=== EXERCISE DIRECTIONS ===
Update the records below by replacing every occurrence of "Kindly give" with "Please provide", leaving all other text unchanged.

======== RECORDS SUPPLIED ========

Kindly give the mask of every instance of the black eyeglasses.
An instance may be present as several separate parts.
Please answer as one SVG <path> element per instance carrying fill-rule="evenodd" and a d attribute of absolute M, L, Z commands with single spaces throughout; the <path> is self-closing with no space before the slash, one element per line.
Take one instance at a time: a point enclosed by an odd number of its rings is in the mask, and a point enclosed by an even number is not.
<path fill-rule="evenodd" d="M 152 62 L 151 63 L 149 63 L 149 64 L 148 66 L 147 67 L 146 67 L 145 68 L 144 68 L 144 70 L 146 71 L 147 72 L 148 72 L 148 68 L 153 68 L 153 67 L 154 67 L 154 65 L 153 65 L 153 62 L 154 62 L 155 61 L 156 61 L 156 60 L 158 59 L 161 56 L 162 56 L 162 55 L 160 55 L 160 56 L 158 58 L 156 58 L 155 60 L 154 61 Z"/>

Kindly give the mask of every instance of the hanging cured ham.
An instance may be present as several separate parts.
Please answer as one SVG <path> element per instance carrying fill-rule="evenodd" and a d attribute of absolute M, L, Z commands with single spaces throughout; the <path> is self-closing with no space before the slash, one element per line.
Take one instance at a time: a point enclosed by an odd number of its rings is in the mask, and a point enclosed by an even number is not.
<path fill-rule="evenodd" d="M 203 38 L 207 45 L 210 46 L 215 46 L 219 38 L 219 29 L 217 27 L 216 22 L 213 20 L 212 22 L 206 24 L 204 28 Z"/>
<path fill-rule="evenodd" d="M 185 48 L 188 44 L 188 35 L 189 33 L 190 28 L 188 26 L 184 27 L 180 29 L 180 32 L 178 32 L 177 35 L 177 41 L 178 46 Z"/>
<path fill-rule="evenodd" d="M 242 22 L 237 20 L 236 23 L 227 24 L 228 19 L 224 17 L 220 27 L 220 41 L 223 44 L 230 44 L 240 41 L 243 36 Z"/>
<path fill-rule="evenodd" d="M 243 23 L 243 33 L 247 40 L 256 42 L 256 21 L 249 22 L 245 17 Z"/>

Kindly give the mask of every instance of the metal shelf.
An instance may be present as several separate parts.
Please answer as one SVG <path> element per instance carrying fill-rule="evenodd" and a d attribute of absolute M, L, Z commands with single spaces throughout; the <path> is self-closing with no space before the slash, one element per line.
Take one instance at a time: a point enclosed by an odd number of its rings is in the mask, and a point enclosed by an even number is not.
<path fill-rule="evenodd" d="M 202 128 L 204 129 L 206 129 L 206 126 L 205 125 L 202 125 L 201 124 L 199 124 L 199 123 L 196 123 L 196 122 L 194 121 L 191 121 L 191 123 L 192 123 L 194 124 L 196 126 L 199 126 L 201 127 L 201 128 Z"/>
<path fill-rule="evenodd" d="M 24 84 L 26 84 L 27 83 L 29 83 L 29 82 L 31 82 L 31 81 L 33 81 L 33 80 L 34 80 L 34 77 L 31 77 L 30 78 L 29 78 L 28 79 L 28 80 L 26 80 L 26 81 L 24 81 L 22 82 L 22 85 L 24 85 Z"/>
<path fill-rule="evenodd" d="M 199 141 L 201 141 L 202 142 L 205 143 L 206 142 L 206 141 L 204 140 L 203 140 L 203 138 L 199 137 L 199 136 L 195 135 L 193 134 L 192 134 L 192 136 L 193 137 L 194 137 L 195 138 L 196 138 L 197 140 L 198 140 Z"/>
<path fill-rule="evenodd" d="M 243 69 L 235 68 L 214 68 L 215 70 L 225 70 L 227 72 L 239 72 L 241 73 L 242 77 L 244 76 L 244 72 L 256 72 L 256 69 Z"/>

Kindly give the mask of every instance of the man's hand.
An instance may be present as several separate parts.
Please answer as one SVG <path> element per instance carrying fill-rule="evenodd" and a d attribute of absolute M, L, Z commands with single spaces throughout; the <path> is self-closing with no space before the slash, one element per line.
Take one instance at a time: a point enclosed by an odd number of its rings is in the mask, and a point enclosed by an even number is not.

========

=== WRITTEN REPLY ===
Please provide the mask of every instance of the black eyeglasses.
An instance may be present as several separate parts.
Please answer as one SVG <path> element per instance carrying fill-rule="evenodd" and a d attribute of absolute M, L, Z commands with single spaces throughout; the <path> is self-closing with no space before the slash, one element per line.
Take one instance at a time: a point enclosed by an odd number of its rings is in the mask, and a point enclosed by an even number is not.
<path fill-rule="evenodd" d="M 152 62 L 151 63 L 149 63 L 149 64 L 148 66 L 147 67 L 146 67 L 145 68 L 144 68 L 144 70 L 146 71 L 147 72 L 148 72 L 148 68 L 153 68 L 153 67 L 154 67 L 154 65 L 153 65 L 153 62 L 154 62 L 155 61 L 156 61 L 156 60 L 158 59 L 161 56 L 162 56 L 162 55 L 160 55 L 160 56 L 158 58 L 156 58 L 155 60 L 154 61 Z"/>

Please provide the mask of every instance of the hanging cured ham.
An instance may be present as several separate parts.
Please answer as one SVG <path> element per instance carrying fill-rule="evenodd" and a d attribute of absolute M, L, Z commands with single spaces throughout; the <path> is self-closing with no space before the slash, one element per line.
Take one instance at a time: a point enclosed by an odd number of its rings is in the mask, and a point enclosed by an even number is not.
<path fill-rule="evenodd" d="M 203 38 L 207 45 L 210 46 L 215 46 L 219 38 L 219 29 L 217 27 L 216 22 L 213 20 L 212 22 L 206 24 L 204 28 Z"/>
<path fill-rule="evenodd" d="M 185 48 L 188 44 L 188 35 L 189 33 L 190 28 L 188 26 L 184 27 L 180 29 L 180 32 L 178 32 L 177 35 L 177 41 L 178 46 Z"/>
<path fill-rule="evenodd" d="M 242 22 L 237 20 L 236 23 L 227 24 L 228 19 L 224 17 L 220 27 L 220 41 L 223 44 L 230 44 L 240 41 L 243 36 Z"/>
<path fill-rule="evenodd" d="M 243 23 L 243 33 L 247 40 L 256 42 L 256 21 L 249 22 L 245 17 Z"/>

Please provide the mask of every instance of the metal shelf.
An instance may be present as several separate parts.
Please answer as one SVG <path> element per instance carrying fill-rule="evenodd" and a d attribute of absolute M, L, Z commands with single spaces throughout; the <path> is self-closing with no space before the slash, one element per line.
Take one instance at a time: a point enclosed by an odd number of its rings is in the mask, and a point enclosed by an even number is not.
<path fill-rule="evenodd" d="M 202 128 L 204 129 L 206 129 L 206 126 L 205 125 L 202 125 L 201 124 L 199 124 L 199 123 L 196 123 L 196 122 L 194 121 L 191 121 L 191 123 L 192 123 L 194 124 L 196 126 L 199 126 L 201 127 L 201 128 Z"/>
<path fill-rule="evenodd" d="M 24 84 L 26 84 L 27 83 L 29 83 L 29 82 L 31 82 L 31 81 L 33 81 L 33 80 L 34 80 L 34 77 L 31 77 L 30 78 L 29 78 L 28 79 L 28 80 L 26 80 L 26 81 L 24 81 L 22 82 L 22 85 L 24 85 Z"/>
<path fill-rule="evenodd" d="M 199 141 L 201 141 L 202 142 L 205 143 L 206 142 L 206 141 L 204 140 L 203 140 L 203 138 L 199 137 L 199 136 L 195 135 L 193 134 L 192 134 L 192 136 L 193 137 L 194 137 L 195 138 L 196 138 L 197 140 L 198 140 Z"/>
<path fill-rule="evenodd" d="M 243 69 L 235 68 L 214 68 L 215 70 L 225 70 L 227 72 L 239 72 L 241 73 L 242 77 L 244 76 L 244 72 L 256 72 L 256 69 Z"/>

Please provide the mask of every instance of the man's hand.
An instance may be present as several separate parts.
Please answer as one SVG <path> element per instance carrying fill-rule="evenodd" and a d attribute of absolute M, L, Z commands with single spaces throughout; the <path> is self-closing with no space before the slash, one element per line.
Take one instance at a time: a point enclosed by an odd number of its rings is in the mask, and a point enclosed by an even number is not.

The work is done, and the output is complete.